▶ _CHALLENGE_
Express every line of the records below as a JSON list of strings, with one string per line and blank lines omitted.
------------------------------------------------------------
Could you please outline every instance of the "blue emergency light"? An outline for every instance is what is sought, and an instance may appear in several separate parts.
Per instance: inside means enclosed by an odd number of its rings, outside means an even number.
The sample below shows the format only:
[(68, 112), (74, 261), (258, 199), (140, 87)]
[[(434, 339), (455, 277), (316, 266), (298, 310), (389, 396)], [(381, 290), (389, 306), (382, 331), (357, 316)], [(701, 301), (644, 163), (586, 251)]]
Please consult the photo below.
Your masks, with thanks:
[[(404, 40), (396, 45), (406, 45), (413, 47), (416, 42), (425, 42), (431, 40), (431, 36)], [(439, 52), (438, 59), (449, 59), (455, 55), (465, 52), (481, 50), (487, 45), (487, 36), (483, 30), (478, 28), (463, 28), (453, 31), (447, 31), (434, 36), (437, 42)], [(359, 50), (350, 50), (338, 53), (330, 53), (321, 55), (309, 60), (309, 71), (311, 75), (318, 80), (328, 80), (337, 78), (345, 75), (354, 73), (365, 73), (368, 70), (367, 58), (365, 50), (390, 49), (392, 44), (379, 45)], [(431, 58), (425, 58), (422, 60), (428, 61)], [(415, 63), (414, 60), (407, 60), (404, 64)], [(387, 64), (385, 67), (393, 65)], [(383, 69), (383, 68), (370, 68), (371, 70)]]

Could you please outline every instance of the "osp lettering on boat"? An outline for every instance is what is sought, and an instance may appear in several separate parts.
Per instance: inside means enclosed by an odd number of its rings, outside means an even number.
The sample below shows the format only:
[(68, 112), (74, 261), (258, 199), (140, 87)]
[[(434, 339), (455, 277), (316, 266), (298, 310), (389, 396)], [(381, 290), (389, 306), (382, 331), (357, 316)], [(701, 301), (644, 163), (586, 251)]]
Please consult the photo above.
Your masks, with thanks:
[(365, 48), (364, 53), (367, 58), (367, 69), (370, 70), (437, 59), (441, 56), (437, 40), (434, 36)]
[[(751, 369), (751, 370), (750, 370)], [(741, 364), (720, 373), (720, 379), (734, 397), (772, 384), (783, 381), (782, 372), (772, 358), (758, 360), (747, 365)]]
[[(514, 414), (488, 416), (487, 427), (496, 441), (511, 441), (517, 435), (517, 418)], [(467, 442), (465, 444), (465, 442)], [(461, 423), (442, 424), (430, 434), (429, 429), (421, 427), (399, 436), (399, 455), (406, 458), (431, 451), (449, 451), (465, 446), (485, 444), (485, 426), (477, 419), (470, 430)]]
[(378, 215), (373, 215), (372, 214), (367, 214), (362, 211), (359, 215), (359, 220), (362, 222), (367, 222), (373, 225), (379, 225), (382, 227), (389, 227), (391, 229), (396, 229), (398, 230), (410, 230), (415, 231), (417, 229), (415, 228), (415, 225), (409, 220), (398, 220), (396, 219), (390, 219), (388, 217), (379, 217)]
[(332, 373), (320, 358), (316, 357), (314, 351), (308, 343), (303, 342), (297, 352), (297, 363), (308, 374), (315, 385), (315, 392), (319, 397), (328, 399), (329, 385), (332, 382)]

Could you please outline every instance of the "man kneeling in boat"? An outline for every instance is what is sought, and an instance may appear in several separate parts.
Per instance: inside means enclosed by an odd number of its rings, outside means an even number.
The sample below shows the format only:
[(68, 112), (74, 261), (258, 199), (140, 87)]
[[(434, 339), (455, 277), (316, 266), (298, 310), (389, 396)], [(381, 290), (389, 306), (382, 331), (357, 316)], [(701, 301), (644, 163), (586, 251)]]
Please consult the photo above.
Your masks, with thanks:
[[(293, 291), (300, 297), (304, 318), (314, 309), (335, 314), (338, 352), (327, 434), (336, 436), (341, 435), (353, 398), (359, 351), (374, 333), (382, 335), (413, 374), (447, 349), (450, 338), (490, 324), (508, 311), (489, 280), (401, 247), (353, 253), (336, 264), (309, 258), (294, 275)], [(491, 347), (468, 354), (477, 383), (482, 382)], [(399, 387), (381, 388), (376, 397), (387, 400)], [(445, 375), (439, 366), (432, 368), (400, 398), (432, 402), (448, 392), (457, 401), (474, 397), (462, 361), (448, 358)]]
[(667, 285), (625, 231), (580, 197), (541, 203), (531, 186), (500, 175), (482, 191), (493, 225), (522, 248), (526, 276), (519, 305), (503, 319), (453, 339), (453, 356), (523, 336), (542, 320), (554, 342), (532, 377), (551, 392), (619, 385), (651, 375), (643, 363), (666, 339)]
------------------------------------------------------------
▶ _COMPLETE ANSWER_
[
  "Could you please outline every instance of the \"blue emergency light\"? An outline for every instance is what is sought, and an instance may appear in several separate parts.",
  "Per instance: inside means enclosed by an odd number of its rings, outside means an even number.",
  "The sample below shows the format only:",
  "[(68, 112), (74, 261), (258, 199), (140, 87)]",
  "[[(434, 339), (455, 277), (316, 266), (298, 310), (389, 396)], [(381, 290), (389, 306), (382, 331), (357, 316)], [(701, 301), (644, 163), (586, 251)]]",
  "Please consult the photo below.",
  "Your masks, with thanks:",
  "[[(404, 40), (396, 45), (406, 45), (413, 47), (416, 42), (425, 42), (431, 40), (431, 36)], [(439, 52), (438, 59), (449, 59), (455, 55), (465, 52), (481, 50), (487, 45), (487, 36), (483, 30), (478, 28), (463, 28), (453, 31), (447, 31), (434, 36), (437, 42)], [(359, 50), (350, 50), (338, 53), (330, 53), (321, 55), (309, 60), (309, 71), (311, 75), (318, 80), (328, 80), (337, 78), (345, 75), (354, 73), (365, 73), (368, 70), (367, 58), (365, 50), (390, 49), (392, 44), (379, 45)], [(431, 58), (425, 58), (422, 60), (428, 61)], [(415, 63), (414, 60), (407, 60), (404, 64)], [(387, 64), (385, 67), (393, 65)], [(383, 69), (383, 68), (370, 68), (371, 70)]]",
  "Could you please outline every instance of the \"osp lettering on boat\"? An outline for every instance is what is sought, and an instance may appear in several separate parts.",
  "Per instance: inside means enclosed by an odd number of its rings, outside means an even number.",
  "The sample below shows the format only:",
  "[(68, 112), (74, 261), (258, 199), (140, 87)]",
  "[[(434, 339), (455, 277), (316, 266), (298, 310), (389, 396)], [(381, 290), (389, 306), (382, 331), (357, 316)], [(701, 301), (644, 163), (586, 251)]]",
  "Please consult the photo above.",
  "Your masks, with thanks:",
  "[(365, 48), (364, 53), (367, 58), (367, 69), (370, 70), (437, 59), (441, 56), (437, 40), (434, 36)]",
  "[[(751, 369), (751, 370), (750, 370)], [(741, 364), (720, 373), (720, 379), (734, 397), (772, 384), (783, 381), (782, 372), (772, 358), (758, 360), (747, 365)]]",
  "[[(514, 414), (488, 416), (487, 427), (496, 441), (511, 441), (517, 435), (517, 418)], [(467, 442), (465, 444), (465, 442)], [(461, 423), (442, 424), (430, 434), (429, 429), (421, 427), (399, 436), (399, 455), (406, 458), (431, 451), (449, 451), (465, 446), (485, 444), (485, 426), (477, 419), (470, 430)]]",
  "[(378, 215), (373, 215), (372, 214), (367, 214), (362, 211), (359, 215), (359, 220), (362, 222), (367, 222), (373, 225), (379, 225), (382, 227), (389, 227), (391, 229), (396, 229), (398, 230), (410, 230), (415, 231), (417, 229), (415, 228), (415, 225), (409, 220), (398, 220), (396, 219), (390, 219), (388, 217), (379, 217)]",
  "[(332, 373), (320, 358), (316, 357), (314, 351), (308, 343), (303, 342), (297, 352), (297, 363), (308, 374), (315, 385), (315, 392), (319, 397), (328, 399), (329, 385), (332, 382)]",
  "Could you please outline every instance of the \"man kneeling in boat\"? An outline for every instance is what is sought, and an instance may appear in several separate parts.",
  "Per instance: inside means enclosed by an odd number of its rings, outside means an even number.",
  "The sample below shows the format only:",
  "[(68, 112), (74, 261), (258, 199), (140, 87)]",
  "[[(434, 339), (455, 277), (316, 266), (298, 310), (389, 396)], [(381, 290), (389, 306), (382, 331), (357, 316)], [(701, 301), (644, 163), (586, 251)]]",
  "Please consult the photo above.",
  "Your masks, with thanks:",
  "[[(293, 291), (300, 297), (304, 318), (314, 309), (335, 314), (338, 352), (327, 434), (336, 436), (341, 435), (353, 398), (359, 351), (374, 333), (382, 335), (413, 374), (447, 349), (450, 338), (490, 324), (508, 311), (489, 280), (401, 247), (353, 253), (336, 264), (309, 258), (294, 275)], [(491, 347), (468, 354), (477, 383), (482, 382)], [(399, 387), (381, 388), (376, 397), (387, 400)], [(445, 375), (439, 366), (432, 368), (400, 398), (432, 402), (448, 392), (457, 401), (474, 397), (462, 361), (448, 358)]]",
  "[(667, 285), (625, 231), (580, 197), (541, 203), (531, 186), (500, 175), (482, 191), (493, 225), (522, 248), (526, 276), (519, 305), (503, 319), (453, 339), (453, 356), (523, 336), (542, 320), (554, 342), (532, 377), (551, 392), (619, 385), (651, 375), (643, 363), (666, 339)]"
]